#### TASK INPUTS
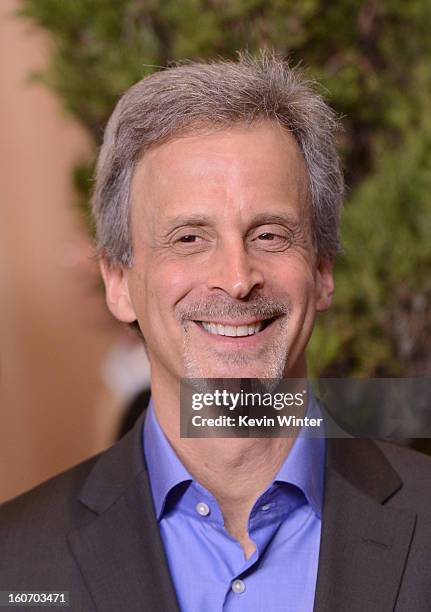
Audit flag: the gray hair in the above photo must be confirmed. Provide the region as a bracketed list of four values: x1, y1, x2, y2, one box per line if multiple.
[92, 52, 344, 266]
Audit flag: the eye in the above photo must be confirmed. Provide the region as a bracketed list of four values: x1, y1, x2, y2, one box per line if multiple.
[258, 232, 277, 240]
[178, 234, 199, 243]
[252, 226, 292, 252]
[171, 230, 209, 255]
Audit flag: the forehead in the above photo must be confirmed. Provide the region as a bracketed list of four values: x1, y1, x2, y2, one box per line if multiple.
[132, 121, 308, 220]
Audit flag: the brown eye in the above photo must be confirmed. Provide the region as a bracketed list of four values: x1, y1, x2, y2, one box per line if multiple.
[179, 234, 197, 243]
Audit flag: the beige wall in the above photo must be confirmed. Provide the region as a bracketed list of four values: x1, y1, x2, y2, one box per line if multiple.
[0, 0, 125, 500]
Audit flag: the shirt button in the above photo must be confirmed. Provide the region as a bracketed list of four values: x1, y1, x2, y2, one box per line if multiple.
[232, 580, 245, 593]
[196, 502, 210, 516]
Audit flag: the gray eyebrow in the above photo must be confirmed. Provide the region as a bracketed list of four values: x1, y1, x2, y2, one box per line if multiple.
[168, 213, 298, 229]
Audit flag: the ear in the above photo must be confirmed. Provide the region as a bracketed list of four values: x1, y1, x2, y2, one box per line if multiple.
[316, 259, 334, 312]
[99, 257, 137, 323]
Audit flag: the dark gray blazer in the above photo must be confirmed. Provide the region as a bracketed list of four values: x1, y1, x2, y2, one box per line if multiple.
[0, 408, 431, 612]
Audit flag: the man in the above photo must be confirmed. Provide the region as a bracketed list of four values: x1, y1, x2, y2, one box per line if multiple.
[0, 54, 431, 612]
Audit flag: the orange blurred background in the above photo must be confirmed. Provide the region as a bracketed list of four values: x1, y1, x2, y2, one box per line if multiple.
[0, 0, 148, 501]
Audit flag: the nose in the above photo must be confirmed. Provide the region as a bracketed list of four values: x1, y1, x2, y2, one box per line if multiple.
[207, 238, 264, 299]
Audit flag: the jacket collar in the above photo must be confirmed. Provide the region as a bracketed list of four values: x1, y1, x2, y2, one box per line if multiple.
[68, 411, 415, 612]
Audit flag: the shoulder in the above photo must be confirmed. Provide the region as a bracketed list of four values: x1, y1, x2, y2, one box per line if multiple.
[376, 442, 431, 500]
[0, 455, 100, 546]
[376, 441, 431, 483]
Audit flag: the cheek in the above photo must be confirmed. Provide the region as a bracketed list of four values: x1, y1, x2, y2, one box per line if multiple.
[147, 262, 196, 315]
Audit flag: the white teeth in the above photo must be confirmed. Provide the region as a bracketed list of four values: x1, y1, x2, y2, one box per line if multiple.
[202, 321, 263, 337]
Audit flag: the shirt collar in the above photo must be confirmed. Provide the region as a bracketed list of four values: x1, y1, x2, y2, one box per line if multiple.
[143, 393, 325, 520]
[274, 386, 325, 518]
[143, 399, 193, 520]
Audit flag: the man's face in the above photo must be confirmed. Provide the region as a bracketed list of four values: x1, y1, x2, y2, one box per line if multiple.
[104, 121, 332, 388]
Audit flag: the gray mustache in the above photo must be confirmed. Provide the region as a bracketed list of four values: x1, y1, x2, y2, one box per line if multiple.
[177, 298, 292, 321]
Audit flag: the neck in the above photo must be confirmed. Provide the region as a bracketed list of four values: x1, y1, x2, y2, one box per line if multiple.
[151, 360, 308, 557]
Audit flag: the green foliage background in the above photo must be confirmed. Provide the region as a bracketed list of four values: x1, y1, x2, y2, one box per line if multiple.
[21, 0, 431, 376]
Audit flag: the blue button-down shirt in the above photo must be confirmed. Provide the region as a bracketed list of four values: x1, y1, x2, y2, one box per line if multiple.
[143, 394, 325, 612]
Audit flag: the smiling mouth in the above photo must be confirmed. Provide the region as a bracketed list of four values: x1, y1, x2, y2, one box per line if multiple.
[194, 317, 278, 338]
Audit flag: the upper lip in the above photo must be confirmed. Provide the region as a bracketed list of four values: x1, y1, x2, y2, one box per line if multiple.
[195, 317, 275, 327]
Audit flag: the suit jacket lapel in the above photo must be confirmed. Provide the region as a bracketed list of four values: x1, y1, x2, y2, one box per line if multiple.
[68, 415, 179, 612]
[314, 439, 416, 612]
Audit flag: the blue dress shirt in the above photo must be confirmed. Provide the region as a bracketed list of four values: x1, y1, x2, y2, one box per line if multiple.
[143, 394, 325, 612]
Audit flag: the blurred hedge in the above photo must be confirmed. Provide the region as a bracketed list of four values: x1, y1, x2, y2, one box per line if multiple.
[21, 0, 431, 376]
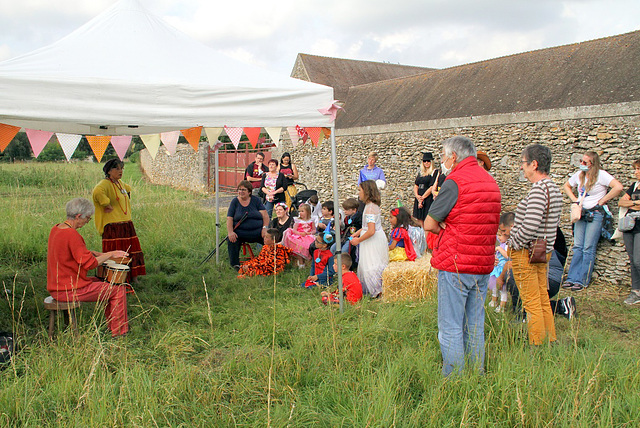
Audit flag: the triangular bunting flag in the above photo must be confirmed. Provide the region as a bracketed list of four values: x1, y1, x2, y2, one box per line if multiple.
[181, 126, 202, 152]
[56, 133, 82, 161]
[85, 135, 111, 162]
[0, 123, 20, 153]
[25, 129, 53, 157]
[304, 127, 322, 147]
[140, 134, 160, 160]
[264, 127, 282, 147]
[111, 135, 131, 160]
[160, 131, 180, 155]
[204, 128, 222, 149]
[322, 128, 331, 140]
[244, 128, 262, 149]
[224, 126, 242, 150]
[287, 126, 300, 147]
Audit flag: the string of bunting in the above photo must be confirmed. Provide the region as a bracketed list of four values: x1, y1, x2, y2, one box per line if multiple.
[0, 123, 331, 162]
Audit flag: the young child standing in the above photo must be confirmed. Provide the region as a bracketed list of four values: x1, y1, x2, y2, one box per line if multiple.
[320, 253, 362, 305]
[238, 229, 291, 278]
[351, 180, 389, 298]
[302, 232, 336, 288]
[282, 204, 316, 267]
[389, 207, 416, 262]
[489, 230, 509, 312]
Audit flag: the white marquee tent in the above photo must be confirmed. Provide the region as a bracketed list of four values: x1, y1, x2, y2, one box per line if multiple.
[0, 0, 333, 135]
[0, 0, 342, 308]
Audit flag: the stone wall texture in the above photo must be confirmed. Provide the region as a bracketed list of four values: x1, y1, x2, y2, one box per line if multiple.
[141, 105, 640, 285]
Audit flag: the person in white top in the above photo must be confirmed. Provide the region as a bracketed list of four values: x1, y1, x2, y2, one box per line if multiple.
[562, 152, 622, 291]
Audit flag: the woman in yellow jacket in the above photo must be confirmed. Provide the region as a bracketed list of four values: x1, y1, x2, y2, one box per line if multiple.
[93, 159, 146, 282]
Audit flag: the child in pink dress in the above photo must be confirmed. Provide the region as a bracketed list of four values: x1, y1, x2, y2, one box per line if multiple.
[282, 204, 316, 266]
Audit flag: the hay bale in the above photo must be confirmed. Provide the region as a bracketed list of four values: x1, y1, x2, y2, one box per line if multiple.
[382, 254, 438, 302]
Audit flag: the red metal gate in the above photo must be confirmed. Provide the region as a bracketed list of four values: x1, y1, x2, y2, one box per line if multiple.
[207, 140, 275, 193]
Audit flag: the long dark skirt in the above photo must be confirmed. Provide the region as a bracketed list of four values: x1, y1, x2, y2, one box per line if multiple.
[102, 221, 147, 282]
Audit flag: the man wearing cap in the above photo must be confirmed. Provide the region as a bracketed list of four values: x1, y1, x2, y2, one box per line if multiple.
[424, 136, 501, 376]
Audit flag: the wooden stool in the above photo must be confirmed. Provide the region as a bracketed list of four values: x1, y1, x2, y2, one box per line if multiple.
[44, 296, 80, 339]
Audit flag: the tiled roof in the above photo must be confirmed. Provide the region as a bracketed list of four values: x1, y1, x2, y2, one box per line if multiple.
[336, 31, 640, 128]
[291, 53, 434, 100]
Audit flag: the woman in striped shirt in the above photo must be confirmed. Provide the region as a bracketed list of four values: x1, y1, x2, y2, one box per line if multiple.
[507, 144, 562, 345]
########
| WRITTEN PROBLEM |
Can you express the items between the lines holding "Audit flag: the triangular" and "[204, 128, 222, 149]", inclusive, as a two-column CSV with the columns item_text and answer? Give one row per item, with each value in a single quoted field and line breaks turned into spaces.

| WRITTEN RESPONSE |
item_text,answer
"Audit flag: the triangular bunting flag in the above photo must be confirmed. Provide the region as a bracketed list of four values: x1, y1, x2, y2, one box per line if multiple.","[181, 126, 202, 152] [56, 133, 82, 161] [85, 135, 111, 162] [0, 123, 20, 153] [25, 129, 53, 157] [304, 127, 322, 147] [140, 134, 160, 160] [264, 127, 282, 147] [111, 135, 131, 160] [160, 131, 180, 155] [204, 128, 222, 149]"